-- START OF Data records --

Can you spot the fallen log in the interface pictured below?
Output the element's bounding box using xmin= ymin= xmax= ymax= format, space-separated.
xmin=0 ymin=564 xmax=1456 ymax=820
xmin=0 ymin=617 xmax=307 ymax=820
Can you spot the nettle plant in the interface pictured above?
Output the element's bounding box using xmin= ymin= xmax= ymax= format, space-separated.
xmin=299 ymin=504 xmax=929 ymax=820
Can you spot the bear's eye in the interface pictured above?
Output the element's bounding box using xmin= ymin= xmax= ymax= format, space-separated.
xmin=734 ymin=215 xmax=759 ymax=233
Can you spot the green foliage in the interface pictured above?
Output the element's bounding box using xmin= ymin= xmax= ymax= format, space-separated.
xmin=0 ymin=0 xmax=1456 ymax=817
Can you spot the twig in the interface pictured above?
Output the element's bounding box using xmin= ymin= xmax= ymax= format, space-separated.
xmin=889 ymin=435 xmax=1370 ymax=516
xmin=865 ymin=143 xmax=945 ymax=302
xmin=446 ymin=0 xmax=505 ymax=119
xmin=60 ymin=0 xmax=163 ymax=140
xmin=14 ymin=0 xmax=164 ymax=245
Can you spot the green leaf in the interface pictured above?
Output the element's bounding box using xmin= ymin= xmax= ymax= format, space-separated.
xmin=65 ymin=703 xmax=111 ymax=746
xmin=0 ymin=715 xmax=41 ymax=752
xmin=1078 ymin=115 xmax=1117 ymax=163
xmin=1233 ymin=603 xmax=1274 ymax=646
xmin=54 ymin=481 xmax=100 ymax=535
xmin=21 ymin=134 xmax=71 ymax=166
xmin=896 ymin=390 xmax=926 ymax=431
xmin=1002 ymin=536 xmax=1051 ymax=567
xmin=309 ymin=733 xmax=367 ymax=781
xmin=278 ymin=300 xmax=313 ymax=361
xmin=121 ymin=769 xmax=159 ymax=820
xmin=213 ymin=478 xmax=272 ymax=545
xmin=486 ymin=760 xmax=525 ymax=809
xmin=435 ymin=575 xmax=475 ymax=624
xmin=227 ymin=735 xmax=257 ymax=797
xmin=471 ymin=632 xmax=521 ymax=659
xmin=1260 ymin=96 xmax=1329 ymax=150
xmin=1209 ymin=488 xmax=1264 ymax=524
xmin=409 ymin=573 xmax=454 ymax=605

-- END OF Data records --

▶ [Stated exercise]: Reproduce all of the lines above verbatim, from the first through the last.

▶ [Final result]:
Can you spot the fallen log in the interface pictured below?
Output the element's bounding box using xmin= ymin= xmax= ymax= format, space-separated.
xmin=0 ymin=564 xmax=1456 ymax=820
xmin=0 ymin=617 xmax=307 ymax=820
Can you spot the nettle plant in the interface pictured above?
Output the element's bounding box using xmin= ymin= xmax= ymax= format, space-separated.
xmin=299 ymin=504 xmax=929 ymax=820
Can you spot the bear's eye in the interface pictured above?
Output the element's bounding box using xmin= ymin= xmax= ymax= format, space-separated.
xmin=734 ymin=215 xmax=759 ymax=233
Can you spot the green foliage in the interface pictured above?
Output the element's bounding box using xmin= ymin= xmax= ymax= format, space-separated.
xmin=0 ymin=0 xmax=1456 ymax=817
Can you spot the twig in the interface pictured above?
Output the element's bounding box using xmin= ymin= xmax= ymax= format, space-separated.
xmin=889 ymin=435 xmax=1370 ymax=516
xmin=865 ymin=143 xmax=945 ymax=302
xmin=446 ymin=0 xmax=505 ymax=119
xmin=60 ymin=0 xmax=163 ymax=140
xmin=14 ymin=0 xmax=164 ymax=245
Can you spot the green leaf in the interface pictured above?
Output the element's bounding box using xmin= ymin= xmax= ymax= format, space-separated.
xmin=65 ymin=703 xmax=111 ymax=746
xmin=0 ymin=715 xmax=41 ymax=752
xmin=1078 ymin=115 xmax=1117 ymax=163
xmin=1233 ymin=603 xmax=1274 ymax=646
xmin=54 ymin=481 xmax=100 ymax=535
xmin=21 ymin=134 xmax=71 ymax=166
xmin=896 ymin=390 xmax=926 ymax=431
xmin=1002 ymin=536 xmax=1051 ymax=567
xmin=309 ymin=733 xmax=367 ymax=781
xmin=278 ymin=300 xmax=313 ymax=361
xmin=121 ymin=769 xmax=159 ymax=820
xmin=213 ymin=478 xmax=272 ymax=545
xmin=486 ymin=760 xmax=525 ymax=809
xmin=435 ymin=575 xmax=475 ymax=624
xmin=227 ymin=735 xmax=257 ymax=797
xmin=471 ymin=632 xmax=521 ymax=659
xmin=1260 ymin=96 xmax=1329 ymax=150
xmin=1209 ymin=488 xmax=1264 ymax=524
xmin=409 ymin=573 xmax=454 ymax=605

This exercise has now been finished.